___ Data excerpts

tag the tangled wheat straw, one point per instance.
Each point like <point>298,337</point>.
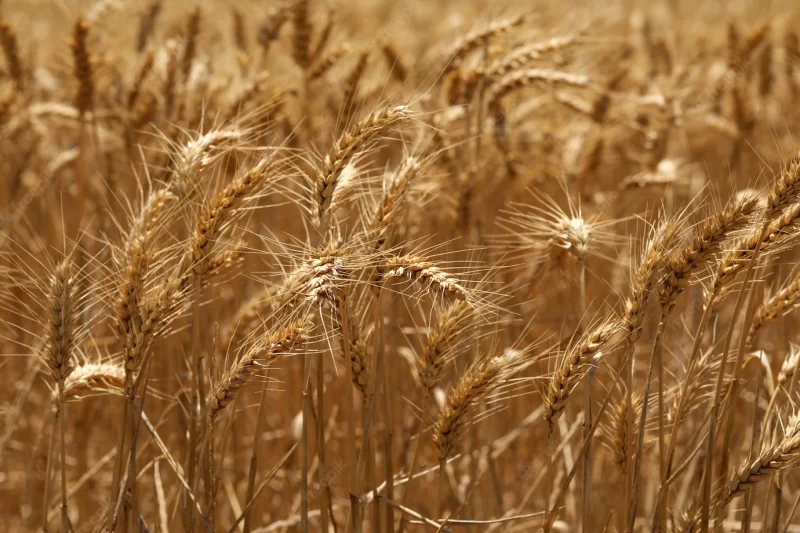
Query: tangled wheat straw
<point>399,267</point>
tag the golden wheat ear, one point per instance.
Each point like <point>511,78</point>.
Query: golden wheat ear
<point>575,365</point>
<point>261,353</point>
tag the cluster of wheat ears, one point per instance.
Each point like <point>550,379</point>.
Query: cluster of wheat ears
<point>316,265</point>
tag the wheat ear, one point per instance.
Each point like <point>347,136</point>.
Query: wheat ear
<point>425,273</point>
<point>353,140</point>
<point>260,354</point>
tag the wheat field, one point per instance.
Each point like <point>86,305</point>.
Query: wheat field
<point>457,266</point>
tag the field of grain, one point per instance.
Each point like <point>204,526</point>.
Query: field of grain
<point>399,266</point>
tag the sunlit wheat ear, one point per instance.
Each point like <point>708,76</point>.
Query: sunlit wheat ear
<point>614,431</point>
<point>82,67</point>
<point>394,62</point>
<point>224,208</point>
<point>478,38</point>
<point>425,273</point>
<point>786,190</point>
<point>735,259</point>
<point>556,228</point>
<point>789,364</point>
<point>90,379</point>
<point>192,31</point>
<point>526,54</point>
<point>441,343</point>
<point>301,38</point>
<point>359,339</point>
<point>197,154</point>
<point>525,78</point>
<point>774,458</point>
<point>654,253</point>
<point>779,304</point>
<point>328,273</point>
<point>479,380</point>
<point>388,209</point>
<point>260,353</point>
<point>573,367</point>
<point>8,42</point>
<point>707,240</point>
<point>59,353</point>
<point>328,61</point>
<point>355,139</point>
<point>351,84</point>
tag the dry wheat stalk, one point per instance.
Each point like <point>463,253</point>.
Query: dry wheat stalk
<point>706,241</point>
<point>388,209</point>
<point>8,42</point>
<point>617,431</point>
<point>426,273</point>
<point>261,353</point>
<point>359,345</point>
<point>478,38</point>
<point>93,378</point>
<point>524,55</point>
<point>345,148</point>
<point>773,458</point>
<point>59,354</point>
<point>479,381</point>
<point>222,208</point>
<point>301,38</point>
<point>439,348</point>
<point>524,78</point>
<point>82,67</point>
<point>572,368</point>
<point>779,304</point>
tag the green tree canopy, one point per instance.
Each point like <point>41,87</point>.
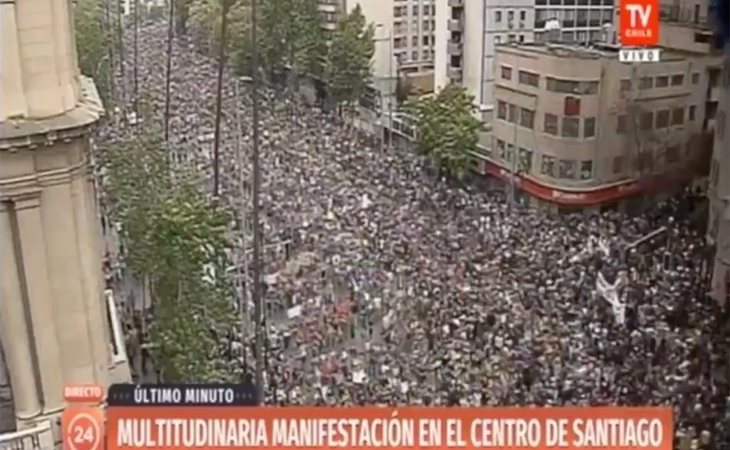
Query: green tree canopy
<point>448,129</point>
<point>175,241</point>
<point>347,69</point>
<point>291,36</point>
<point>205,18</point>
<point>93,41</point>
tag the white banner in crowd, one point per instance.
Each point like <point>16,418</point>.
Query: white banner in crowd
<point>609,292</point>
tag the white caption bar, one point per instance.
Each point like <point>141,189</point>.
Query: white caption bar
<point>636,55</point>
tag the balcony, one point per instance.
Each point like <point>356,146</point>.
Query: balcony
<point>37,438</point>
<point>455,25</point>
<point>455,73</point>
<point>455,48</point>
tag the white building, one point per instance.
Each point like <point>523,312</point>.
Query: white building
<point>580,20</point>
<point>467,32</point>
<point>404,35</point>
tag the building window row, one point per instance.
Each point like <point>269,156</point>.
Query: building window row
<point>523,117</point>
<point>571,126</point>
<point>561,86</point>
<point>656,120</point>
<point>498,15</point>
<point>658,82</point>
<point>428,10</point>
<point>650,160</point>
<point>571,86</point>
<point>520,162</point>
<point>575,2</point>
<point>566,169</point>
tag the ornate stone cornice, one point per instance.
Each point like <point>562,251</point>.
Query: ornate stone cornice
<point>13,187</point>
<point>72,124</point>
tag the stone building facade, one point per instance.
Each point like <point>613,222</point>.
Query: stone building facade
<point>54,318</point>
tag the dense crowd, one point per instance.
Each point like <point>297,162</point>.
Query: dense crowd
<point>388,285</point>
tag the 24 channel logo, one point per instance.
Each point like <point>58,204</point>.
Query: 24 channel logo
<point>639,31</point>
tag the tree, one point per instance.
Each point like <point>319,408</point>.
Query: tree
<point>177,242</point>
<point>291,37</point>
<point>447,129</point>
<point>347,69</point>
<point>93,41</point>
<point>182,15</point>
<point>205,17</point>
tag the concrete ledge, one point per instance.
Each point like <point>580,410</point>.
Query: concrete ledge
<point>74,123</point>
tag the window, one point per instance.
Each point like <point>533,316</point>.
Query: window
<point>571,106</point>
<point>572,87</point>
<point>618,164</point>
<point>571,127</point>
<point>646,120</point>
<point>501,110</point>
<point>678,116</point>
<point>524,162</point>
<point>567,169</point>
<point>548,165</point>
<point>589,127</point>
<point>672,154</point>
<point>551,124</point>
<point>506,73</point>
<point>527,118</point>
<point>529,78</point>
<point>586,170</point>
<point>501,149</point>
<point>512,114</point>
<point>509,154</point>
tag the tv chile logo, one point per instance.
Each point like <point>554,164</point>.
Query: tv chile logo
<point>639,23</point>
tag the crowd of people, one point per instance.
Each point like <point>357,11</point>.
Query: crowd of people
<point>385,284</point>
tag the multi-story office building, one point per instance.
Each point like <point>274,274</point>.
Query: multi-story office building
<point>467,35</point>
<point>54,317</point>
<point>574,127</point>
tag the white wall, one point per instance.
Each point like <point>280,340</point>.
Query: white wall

______

__Exercise__
Output the material above as a numbered list, one line per item, skipping blank lines and leaving out the pictures.

__Written solution__
1. tag the tangled wheat straw, one point per instance.
2. Each point like <point>298,337</point>.
3. Query: tangled wheat straw
4. <point>399,267</point>
5. tag the golden wheat ear, one point per instance.
6. Each point like <point>511,78</point>.
7. Query: golden wheat ear
8. <point>575,365</point>
9. <point>261,353</point>
10. tag the cluster of wheat ears, one point per instance.
11. Each point like <point>550,379</point>.
12. Query: cluster of wheat ears
13. <point>316,265</point>
14. tag the wheat ear, one point per instance.
15. Each point like <point>347,136</point>.
16. Query: wheat ear
17. <point>425,273</point>
18. <point>353,140</point>
19. <point>260,354</point>
20. tag the wheat field, one point per instance.
21. Each point like <point>86,305</point>.
22. Query: wheat field
23. <point>457,266</point>
24. tag the field of grain, one point per instance.
25. Each point like <point>204,526</point>.
26. Query: field of grain
27. <point>399,266</point>
28. tag the sunlit wheat ear, one point per instance.
29. Each point like <point>708,76</point>.
30. Query: sunlit wheat ear
31. <point>614,431</point>
32. <point>82,67</point>
33. <point>394,62</point>
34. <point>224,208</point>
35. <point>478,38</point>
36. <point>425,273</point>
37. <point>786,190</point>
38. <point>735,259</point>
39. <point>556,228</point>
40. <point>789,364</point>
41. <point>90,379</point>
42. <point>192,31</point>
43. <point>526,54</point>
44. <point>441,343</point>
45. <point>301,38</point>
46. <point>359,339</point>
47. <point>197,154</point>
48. <point>525,78</point>
49. <point>774,458</point>
50. <point>654,253</point>
51. <point>779,304</point>
52. <point>328,273</point>
53. <point>479,380</point>
54. <point>388,209</point>
55. <point>260,353</point>
56. <point>573,367</point>
57. <point>8,42</point>
58. <point>707,240</point>
59. <point>59,353</point>
60. <point>328,61</point>
61. <point>355,139</point>
62. <point>351,84</point>
63. tag the dry wheat stalk, one point per instance.
64. Each point like <point>463,253</point>.
65. Query: dry wheat stalk
66. <point>706,241</point>
67. <point>388,209</point>
68. <point>8,42</point>
69. <point>617,431</point>
70. <point>426,273</point>
71. <point>261,353</point>
72. <point>359,345</point>
73. <point>478,38</point>
74. <point>93,378</point>
75. <point>524,55</point>
76. <point>345,148</point>
77. <point>773,458</point>
78. <point>59,354</point>
79. <point>479,381</point>
80. <point>222,208</point>
81. <point>301,38</point>
82. <point>439,348</point>
83. <point>524,78</point>
84. <point>82,67</point>
85. <point>572,368</point>
86. <point>779,304</point>
87. tag the green tree canopy, one point per instance.
88. Each point like <point>41,87</point>.
89. Query: green tree canopy
90. <point>448,129</point>
91. <point>175,241</point>
92. <point>347,69</point>
93. <point>291,36</point>
94. <point>205,18</point>
95. <point>93,41</point>
96. tag the white banner in crowd, one point per instance.
97. Each point like <point>16,418</point>.
98. Query: white banner in crowd
99. <point>609,292</point>
100. tag the white caption bar, one point per instance.
101. Each point like <point>141,189</point>.
102. Query: white caption bar
103. <point>636,55</point>
104. tag the balcony, one point per instance.
105. Each point like <point>356,146</point>.
106. Query: balcony
107. <point>37,438</point>
108. <point>455,25</point>
109. <point>455,73</point>
110. <point>455,48</point>
111. tag the white building, one point per instance.
112. Each point like <point>523,312</point>.
113. Query: white building
114. <point>580,20</point>
115. <point>467,32</point>
116. <point>404,35</point>
117. tag the building window row, one point per instance.
118. Each point like <point>269,156</point>.
119. Query: building window row
120. <point>523,117</point>
121. <point>571,126</point>
122. <point>561,86</point>
123. <point>656,120</point>
124. <point>498,15</point>
125. <point>658,82</point>
126. <point>428,10</point>
127. <point>650,160</point>
128. <point>571,86</point>
129. <point>520,162</point>
130. <point>575,2</point>
131. <point>566,169</point>
132. tag the ornate stone cornice, one point per instance.
133. Each point like <point>562,251</point>.
134. Query: ornate stone cornice
135. <point>13,187</point>
136. <point>72,124</point>
137. tag the stone building facade, one point per instance.
138. Each point like <point>613,222</point>.
139. Query: stone building facade
140. <point>54,318</point>
141. tag the dense crowd, one point per instance.
142. Each point like <point>297,162</point>.
143. Query: dense crowd
144. <point>388,285</point>
145. tag the 24 channel logo, one point per instance.
146. Each point like <point>58,204</point>.
147. Query: 24 channel logo
148. <point>639,31</point>
149. tag the tree, one point per instance.
150. Each point like <point>319,408</point>.
151. Query: tree
152. <point>177,242</point>
153. <point>291,37</point>
154. <point>447,129</point>
155. <point>347,69</point>
156. <point>93,41</point>
157. <point>182,15</point>
158. <point>205,17</point>
159. tag the concrete ledge, one point per instance.
160. Each point like <point>580,410</point>.
161. Query: concrete ledge
162. <point>74,123</point>
163. tag the window, one point per instance.
164. Each point like <point>533,316</point>.
165. Query: window
166. <point>571,106</point>
167. <point>572,87</point>
168. <point>618,164</point>
169. <point>571,127</point>
170. <point>646,120</point>
171. <point>501,110</point>
172. <point>678,116</point>
173. <point>524,162</point>
174. <point>567,169</point>
175. <point>548,165</point>
176. <point>589,127</point>
177. <point>672,154</point>
178. <point>551,124</point>
179. <point>506,73</point>
180. <point>527,118</point>
181. <point>529,78</point>
182. <point>586,170</point>
183. <point>501,149</point>
184. <point>512,114</point>
185. <point>509,154</point>
186. tag the tv chile logo, one point per instance.
187. Each point like <point>554,164</point>.
188. Query: tv chile logo
189. <point>639,23</point>
190. tag the crowd of people, one point per instance.
191. Each point like <point>357,11</point>.
192. Query: crowd of people
193. <point>385,284</point>
194. tag the multi-story office building, one point per instance.
195. Each point like <point>274,274</point>.
196. Query: multi-story office building
197. <point>467,35</point>
198. <point>54,317</point>
199. <point>574,127</point>
200. tag the white wall, one point per instance.
201. Each point like <point>280,340</point>.
202. Query: white wall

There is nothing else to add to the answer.